• [Extract to read]:
►
Another system, arbitrium, has recently been described for bacteriophages infecting several Bacillus species, in which the decision between lysis and lysogeny is transmitted between bacteria by a peptide factor.

=== Lysogenic conversion ===
In some interactions between lysogenic phages and bacteria, the lysogenic conversion may occur, which can also be called phage conversion. It is when a temperate phage induces a change in the phenotype of the infected bacteria that is not part of a usual phage cycle. Changes can often involve the external membrane of the cell by making it impervious to other phages or even by increasing the pathogenic capability of the bacteria for a host. In this way, temperate bacteriophages also play a role in the spread of virulence factors, such as exotoxins and exoenzymes, amongst bacteria. This change then stays in the genome of the infected bacteria and is copied and passed down to daughter cells.

==== Bacterial survival ====
Lysogenic conversion has shown to enable biofilm formation in Bacillus anthracis. Strains of B. anthracis cured of all phage were unable to form biofilms, which are surface-adhered bacterial communities that enable bacteria to better access nutrients and survive environmental stresses. In addition to biofilm formation in B. anthracis, lysogenic conversion of Bacillus subtilis, Bacillus thuringiensis, and Bacillus cereus has shown an enhanced rate or extent of sporulation. Sporulation produces endospores, which are metabolically dormant forms of the bacteria that are highly resistant to temperature, ionizing radiation, desiccation, antibiotics, and disinfectants.
◄
• [Required action]:
Copy the part of the text on lysogeny and phage conversion that begins with the words containing "Another system, arbitrium, has" and ends with "a peptide factor.". The material after this text isn't needed to do anything here.

• [Extracted information]:
►
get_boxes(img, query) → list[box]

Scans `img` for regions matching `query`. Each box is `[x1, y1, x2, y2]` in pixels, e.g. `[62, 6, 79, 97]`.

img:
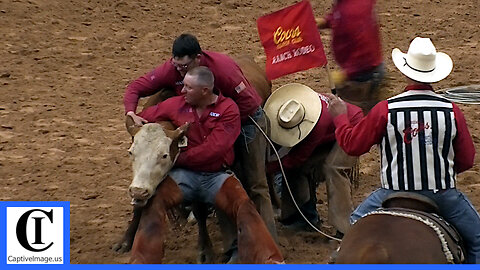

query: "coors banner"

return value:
[257, 1, 327, 80]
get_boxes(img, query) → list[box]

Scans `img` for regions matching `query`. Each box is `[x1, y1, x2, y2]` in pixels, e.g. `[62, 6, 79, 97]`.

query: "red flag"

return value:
[257, 1, 327, 80]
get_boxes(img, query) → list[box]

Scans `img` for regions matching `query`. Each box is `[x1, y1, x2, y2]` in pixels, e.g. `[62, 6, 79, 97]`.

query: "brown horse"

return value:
[335, 192, 464, 264]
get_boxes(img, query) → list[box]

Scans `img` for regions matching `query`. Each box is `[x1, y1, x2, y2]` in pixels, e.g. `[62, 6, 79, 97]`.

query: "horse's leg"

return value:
[130, 177, 182, 264]
[215, 176, 283, 263]
[192, 202, 214, 263]
[112, 206, 143, 253]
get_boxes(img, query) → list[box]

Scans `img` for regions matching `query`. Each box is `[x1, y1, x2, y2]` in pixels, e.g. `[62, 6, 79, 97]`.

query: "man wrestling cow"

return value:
[125, 67, 283, 263]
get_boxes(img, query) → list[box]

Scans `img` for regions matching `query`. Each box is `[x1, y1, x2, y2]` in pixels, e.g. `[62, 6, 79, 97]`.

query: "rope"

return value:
[368, 209, 454, 263]
[248, 115, 342, 242]
[436, 84, 480, 105]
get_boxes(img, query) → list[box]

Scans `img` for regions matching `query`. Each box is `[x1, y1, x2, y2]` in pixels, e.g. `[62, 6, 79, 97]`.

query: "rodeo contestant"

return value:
[317, 0, 385, 113]
[131, 67, 283, 263]
[124, 34, 277, 251]
[329, 37, 480, 263]
[265, 83, 363, 237]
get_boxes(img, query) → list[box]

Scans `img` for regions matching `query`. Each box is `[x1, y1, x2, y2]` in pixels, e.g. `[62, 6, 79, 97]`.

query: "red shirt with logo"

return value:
[325, 0, 383, 78]
[334, 85, 475, 173]
[139, 95, 240, 172]
[268, 94, 363, 172]
[123, 51, 262, 122]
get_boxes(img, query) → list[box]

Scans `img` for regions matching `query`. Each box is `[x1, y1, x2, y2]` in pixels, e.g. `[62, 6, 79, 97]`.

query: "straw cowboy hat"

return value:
[392, 37, 453, 83]
[264, 83, 322, 147]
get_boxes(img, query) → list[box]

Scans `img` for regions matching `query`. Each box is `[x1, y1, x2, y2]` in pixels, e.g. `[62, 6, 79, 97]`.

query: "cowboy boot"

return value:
[215, 176, 284, 263]
[130, 176, 182, 264]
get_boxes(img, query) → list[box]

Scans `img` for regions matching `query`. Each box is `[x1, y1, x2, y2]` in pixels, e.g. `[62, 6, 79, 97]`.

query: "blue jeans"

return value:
[350, 188, 480, 263]
[168, 168, 233, 205]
◄
• [Answer to this task]:
Another system, arbitrium, has recently been described for bacteriophages infecting several Bacillus species, in which the decision between lysis and lysogeny is transmitted between bacteria by a peptide factor.